> _Requirement 1_:
Print the convoy passage from the words "Sleep was quickly" up to and including the words "let’s keep moving!".
> _Requirement 2_:
For each statement, say yes or no according to the convoy passage and quote the words that decide it: (a) The narrator woke at daybreak after two hours of sleep. (b) The convoy had fifty Humvees. (c) Gunner Eby went along with Casey and the narrator and kept pushing forward.

> _Selected text_:

Sleep was quickly forgotten as we moved deeper into the unknown. There were no stars, and we heard helicopters buzzing overhead, heading for targets up ahead. We waited expectantly for a sharp crack of gunfire or the sudden blast of an ambush, but none came.

Eby kept us rolling for two more hours before pulling us to a stop. We were so far out on a limb that we could no longer even see the tree, but both Casey and I argued that we should keep on pushing.
We dont know where everybody else is, but we know where we are, so let’s keep moving!
Gunner Eby rightly ignored us. It was senseless to step much farther into the great void without supporting forces; the last person we had seen was that lone Marine advance scout, and he was now far behind us.

Except for our radios, we were out of contact with any friendly units, isolated and exposed. All of a sudden, those thirty Humvees bristling with weaponry didn’t seem quite as powerful as before. If we were
jumped by a bunch of enemy tanks and troops tonight, we would put up a hell of a fight but stood a good chance of being annihilated.

Nevertheless, I had reached the end of my rope. Our convoy coiled into a defensive position beside the road, and guards were posted, but I passed out in my seat even before my Humvee coasted to a stop. For the first time since Kuwait, I got more than forty-five minutes of shutdown time, and the boys had mercy on an old man and let me sleep.

Fortunately, our luck held and nothing happened while we were parked out there on our own beside the road in the middle of the Iraqi night. I awoke two hours later, at daybreak, to see the Abrams tanks and the Amtracs of the 5th Marines grinding past, which meant the big boys had caught up and we were no longer alone. I got out and stretched, feeling as if I had been asleep in a cushy hotel bed for a week.

Thousands of Marines and hundreds of vehicles were pounding through the red grit in the brilliant light of a clear morning. Gunner Eby received orders from our own regimental headquarters, still far back down the road, to tuck into the 5th Marines column for a while. We got back on the road.

> _Information shown_:
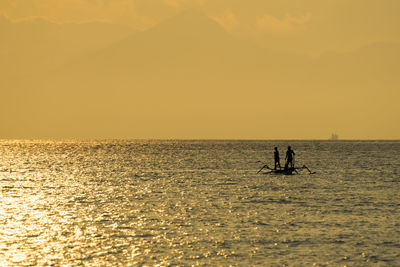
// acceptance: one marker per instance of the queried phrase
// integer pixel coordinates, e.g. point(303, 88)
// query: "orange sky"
point(199, 69)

> _Worked solution 1_:
Sleep was quickly forgotten as we moved deeper into the unknown. There were no stars, and we heard helicopters buzzing overhead, heading for targets up ahead. We waited expectantly for a sharp crack of gunfire or the sudden blast of an ambush, but none came.

Eby kept us rolling for two more hours before pulling us to a stop. We were so far out on a limb that we could no longer even see the tree, but both Casey and I argued that we should keep on pushing.
We dont know where everybody else is, but we know where we are, so let’s keep moving!

> _Worked solution 2_:
(a) Yes: "I awoke two hours later, at daybreak"
(b) No: "those thirty Humvees bristling with weaponry"
(c) No: "Gunner Eby rightly ignored us."